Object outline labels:
□ □ □ □ □ □ □
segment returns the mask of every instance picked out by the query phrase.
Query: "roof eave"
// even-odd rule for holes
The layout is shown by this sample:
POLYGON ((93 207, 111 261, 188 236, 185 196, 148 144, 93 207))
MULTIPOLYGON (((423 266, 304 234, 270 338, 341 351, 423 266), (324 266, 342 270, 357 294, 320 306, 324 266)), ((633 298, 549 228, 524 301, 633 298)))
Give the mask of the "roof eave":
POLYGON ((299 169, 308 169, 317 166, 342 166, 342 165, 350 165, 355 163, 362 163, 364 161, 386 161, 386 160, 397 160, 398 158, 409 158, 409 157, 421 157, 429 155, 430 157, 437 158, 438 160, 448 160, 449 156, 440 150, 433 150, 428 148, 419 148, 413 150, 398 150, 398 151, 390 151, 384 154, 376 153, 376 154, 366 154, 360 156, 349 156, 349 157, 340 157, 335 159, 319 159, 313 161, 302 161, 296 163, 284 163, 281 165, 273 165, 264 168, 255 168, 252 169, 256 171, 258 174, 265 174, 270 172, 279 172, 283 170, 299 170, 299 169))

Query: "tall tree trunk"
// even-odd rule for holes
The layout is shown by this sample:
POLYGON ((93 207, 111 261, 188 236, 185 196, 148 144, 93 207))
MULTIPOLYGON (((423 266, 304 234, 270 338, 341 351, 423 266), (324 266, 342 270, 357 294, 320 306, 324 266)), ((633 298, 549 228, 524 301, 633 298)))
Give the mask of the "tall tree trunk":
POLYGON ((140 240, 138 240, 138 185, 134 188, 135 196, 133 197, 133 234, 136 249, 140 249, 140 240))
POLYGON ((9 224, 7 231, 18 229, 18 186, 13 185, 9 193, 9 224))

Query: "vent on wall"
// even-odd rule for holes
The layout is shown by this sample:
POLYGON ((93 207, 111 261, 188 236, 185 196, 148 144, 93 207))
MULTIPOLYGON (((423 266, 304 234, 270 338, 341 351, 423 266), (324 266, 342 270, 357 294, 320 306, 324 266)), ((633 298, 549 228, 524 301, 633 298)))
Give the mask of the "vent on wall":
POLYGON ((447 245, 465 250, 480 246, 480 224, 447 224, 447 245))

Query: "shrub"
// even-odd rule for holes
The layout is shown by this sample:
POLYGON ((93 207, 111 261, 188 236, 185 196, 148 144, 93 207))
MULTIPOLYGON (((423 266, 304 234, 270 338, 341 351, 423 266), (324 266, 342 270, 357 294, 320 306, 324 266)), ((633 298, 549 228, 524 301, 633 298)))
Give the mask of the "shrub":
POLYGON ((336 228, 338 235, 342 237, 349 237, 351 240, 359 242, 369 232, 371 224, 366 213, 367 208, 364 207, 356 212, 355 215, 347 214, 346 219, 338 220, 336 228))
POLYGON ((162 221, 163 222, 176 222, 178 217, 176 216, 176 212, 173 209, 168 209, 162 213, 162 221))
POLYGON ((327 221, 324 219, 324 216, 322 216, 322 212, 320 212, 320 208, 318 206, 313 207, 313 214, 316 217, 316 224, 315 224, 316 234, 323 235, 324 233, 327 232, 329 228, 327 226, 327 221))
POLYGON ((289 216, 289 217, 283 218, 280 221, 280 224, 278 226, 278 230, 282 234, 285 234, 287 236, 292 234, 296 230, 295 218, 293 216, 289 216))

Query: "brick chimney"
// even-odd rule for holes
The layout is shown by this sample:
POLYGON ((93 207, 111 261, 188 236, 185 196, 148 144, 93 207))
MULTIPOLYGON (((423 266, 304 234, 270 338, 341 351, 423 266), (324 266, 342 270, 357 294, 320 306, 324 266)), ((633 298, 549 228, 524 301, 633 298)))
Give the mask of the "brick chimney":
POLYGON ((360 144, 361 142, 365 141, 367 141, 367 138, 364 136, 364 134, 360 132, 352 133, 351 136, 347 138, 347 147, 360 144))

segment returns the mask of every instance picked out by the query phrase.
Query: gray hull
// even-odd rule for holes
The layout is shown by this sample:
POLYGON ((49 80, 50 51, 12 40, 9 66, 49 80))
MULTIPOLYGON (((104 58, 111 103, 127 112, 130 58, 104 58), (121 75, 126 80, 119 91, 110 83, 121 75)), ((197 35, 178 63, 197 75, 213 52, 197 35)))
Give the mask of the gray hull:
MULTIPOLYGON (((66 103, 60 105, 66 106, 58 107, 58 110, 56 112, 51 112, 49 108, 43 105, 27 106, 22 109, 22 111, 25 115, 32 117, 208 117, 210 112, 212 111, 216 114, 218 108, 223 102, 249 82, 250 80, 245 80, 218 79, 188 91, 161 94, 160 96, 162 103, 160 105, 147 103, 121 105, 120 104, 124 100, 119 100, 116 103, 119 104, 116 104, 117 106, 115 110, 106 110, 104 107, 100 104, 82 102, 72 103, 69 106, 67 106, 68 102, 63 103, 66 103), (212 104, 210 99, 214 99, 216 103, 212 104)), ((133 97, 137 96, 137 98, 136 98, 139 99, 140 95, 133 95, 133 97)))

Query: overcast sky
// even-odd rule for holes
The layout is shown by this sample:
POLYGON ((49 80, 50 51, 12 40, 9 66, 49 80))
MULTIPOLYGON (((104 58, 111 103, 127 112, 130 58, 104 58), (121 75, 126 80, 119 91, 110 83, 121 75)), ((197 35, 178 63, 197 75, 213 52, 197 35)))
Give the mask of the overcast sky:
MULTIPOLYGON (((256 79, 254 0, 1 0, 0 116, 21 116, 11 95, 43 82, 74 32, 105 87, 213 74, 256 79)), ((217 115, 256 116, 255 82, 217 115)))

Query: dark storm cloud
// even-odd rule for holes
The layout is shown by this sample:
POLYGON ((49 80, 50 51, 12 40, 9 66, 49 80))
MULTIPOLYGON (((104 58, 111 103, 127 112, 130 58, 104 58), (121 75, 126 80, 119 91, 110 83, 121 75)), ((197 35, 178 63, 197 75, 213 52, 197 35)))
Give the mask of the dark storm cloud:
□ □ □ □ □ □ □
● Exercise prompt: Can you lay out the material above as a Markdown table with the columns "No." and "Line", giving each line its own numbered row and leaving out the blank lines?

● Answer to the task:
| No. | Line |
|---|---|
| 1 | segment returns the mask of every instance picked out by the query phrase. |
| 2 | Query: "roof eave" |
| 3 | // even-odd rule for holes |
| 4 | The layout is shown by this sample: |
| 5 | POLYGON ((93 207, 111 261, 188 236, 185 196, 148 144, 93 207)) |
| 6 | MULTIPOLYGON (((423 266, 304 234, 270 338, 341 351, 423 266), (324 266, 342 270, 357 294, 320 306, 324 266)), ((633 298, 549 228, 524 301, 633 298))) |
| 7 | Give the mask of the "roof eave": |
| 8 | POLYGON ((299 169, 308 169, 317 166, 342 166, 342 165, 350 165, 355 163, 362 163, 364 161, 386 161, 386 160, 397 160, 398 158, 409 158, 409 157, 421 157, 429 155, 430 157, 437 158, 438 160, 448 160, 449 156, 440 150, 433 150, 428 148, 419 148, 413 150, 398 150, 398 151, 390 151, 384 154, 376 153, 376 154, 366 154, 360 156, 349 156, 349 157, 340 157, 335 159, 319 159, 313 161, 302 161, 296 163, 284 163, 281 165, 273 165, 264 168, 255 168, 252 169, 256 171, 258 174, 265 174, 270 172, 279 172, 283 170, 299 170, 299 169)) |
| 9 | Query: "tall tree trunk" |
| 10 | // even-odd rule for holes |
| 11 | The layout is shown by this sample: |
| 12 | POLYGON ((93 207, 111 261, 188 236, 185 196, 148 144, 93 207)) |
| 13 | MULTIPOLYGON (((423 266, 304 234, 270 338, 341 351, 423 266), (324 266, 342 270, 357 294, 320 306, 324 266)), ((633 298, 549 228, 524 301, 633 298))) |
| 14 | Give the mask of the "tall tree trunk": |
| 15 | POLYGON ((140 240, 138 240, 138 185, 134 188, 135 196, 133 197, 133 234, 136 249, 140 249, 140 240)) |
| 16 | POLYGON ((9 224, 7 231, 18 229, 18 186, 13 185, 9 193, 9 224)) |
| 17 | Query: "vent on wall" |
| 18 | // even-odd rule for holes |
| 19 | The layout is shown by this sample: |
| 20 | POLYGON ((93 207, 111 261, 188 236, 185 196, 148 144, 93 207)) |
| 21 | MULTIPOLYGON (((423 266, 304 234, 270 338, 341 351, 423 266), (324 266, 342 270, 357 294, 320 306, 324 266)), ((633 298, 549 228, 524 301, 633 298))) |
| 22 | Give the mask of the "vent on wall": |
| 23 | POLYGON ((447 245, 465 250, 480 246, 480 224, 447 224, 447 245)) |
| 24 | Query: "shrub" |
| 25 | // even-odd rule for holes |
| 26 | The layout is shown by this sample: |
| 27 | POLYGON ((93 207, 111 261, 188 236, 185 196, 148 144, 93 207)) |
| 28 | MULTIPOLYGON (((423 266, 304 234, 270 338, 341 351, 423 266), (324 266, 342 270, 357 294, 320 306, 324 266)), ((633 298, 549 228, 524 301, 633 298))) |
| 29 | Give the mask of the "shrub": |
| 30 | POLYGON ((336 228, 338 235, 342 237, 349 237, 351 240, 359 242, 369 232, 371 224, 366 213, 367 208, 364 207, 356 212, 355 215, 347 214, 346 219, 338 220, 336 228)) |
| 31 | POLYGON ((162 221, 163 222, 176 222, 178 217, 176 216, 176 212, 173 209, 168 209, 162 213, 162 221)) |
| 32 | POLYGON ((327 221, 324 219, 324 216, 322 216, 322 212, 320 212, 320 208, 318 206, 313 207, 313 214, 316 217, 316 224, 315 224, 316 234, 323 235, 324 233, 327 232, 329 228, 327 226, 327 221)) |
| 33 | POLYGON ((289 216, 289 217, 283 218, 280 221, 280 224, 278 226, 278 230, 282 234, 285 234, 287 236, 292 234, 296 230, 295 218, 293 216, 289 216)) |
| 34 | Query: "brick chimney" |
| 35 | // even-odd rule for holes |
| 36 | The layout is shown by this sample: |
| 37 | POLYGON ((93 207, 111 261, 188 236, 185 196, 148 144, 93 207)) |
| 38 | MULTIPOLYGON (((423 266, 304 234, 270 338, 341 351, 423 266), (324 266, 342 270, 357 294, 320 306, 324 266)), ((633 298, 549 228, 524 301, 633 298))) |
| 39 | Give the mask of the "brick chimney": |
| 40 | POLYGON ((360 144, 361 142, 365 141, 367 141, 367 138, 364 136, 364 134, 360 132, 352 133, 351 136, 347 138, 347 147, 360 144)) |
| 41 | segment returns the mask of every instance picked out by the query phrase. |
| 42 | Query: gray hull |
| 43 | // even-odd rule for holes |
| 44 | The layout is shown by this sample: |
| 45 | POLYGON ((49 80, 50 51, 12 40, 9 66, 49 80)) |
| 46 | MULTIPOLYGON (((104 58, 111 103, 127 112, 130 58, 104 58), (121 75, 126 80, 119 91, 110 83, 121 75)), ((197 35, 178 63, 197 75, 213 52, 197 35))) |
| 47 | Give the mask of the gray hull: |
| 48 | MULTIPOLYGON (((66 103, 60 105, 66 106, 58 107, 58 110, 56 112, 51 112, 49 108, 43 105, 27 106, 22 109, 22 111, 25 115, 32 117, 208 117, 210 112, 212 111, 216 114, 218 108, 223 102, 249 82, 250 80, 245 80, 218 79, 188 91, 161 94, 160 96, 162 103, 160 105, 147 103, 121 105, 120 104, 124 100, 119 100, 116 103, 119 104, 116 104, 117 106, 115 110, 106 110, 104 107, 100 104, 82 102, 72 103, 69 106, 67 106, 68 102, 63 103, 66 103), (212 104, 210 99, 214 99, 216 103, 212 104)), ((133 97, 137 96, 137 98, 136 98, 139 99, 140 95, 133 95, 133 97))) |
| 49 | Query: overcast sky |
| 50 | // even-odd rule for holes |
| 51 | The layout is shown by this sample: |
| 52 | POLYGON ((49 80, 50 51, 12 40, 9 66, 49 80)) |
| 53 | MULTIPOLYGON (((104 58, 111 103, 127 112, 130 58, 104 58), (121 75, 126 80, 119 91, 110 83, 121 75)), ((197 35, 178 63, 197 75, 213 52, 197 35))) |
| 54 | Give the mask of the overcast sky: |
| 55 | MULTIPOLYGON (((256 79, 254 0, 1 0, 0 116, 21 116, 11 95, 43 82, 74 32, 105 87, 213 74, 256 79)), ((217 115, 256 116, 255 82, 217 115))) |
| 56 | Query: dark storm cloud |
| 57 | // even-odd rule for holes |
| 58 | The layout is shown by this sample: |
| 59 | POLYGON ((49 80, 50 51, 12 40, 9 66, 49 80)) |
| 60 | MULTIPOLYGON (((104 58, 111 103, 127 112, 130 58, 104 58), (121 75, 126 80, 119 91, 110 83, 121 75)), ((197 35, 178 63, 197 75, 213 52, 197 35))) |
| 61 | Give the mask of the dark storm cloud: |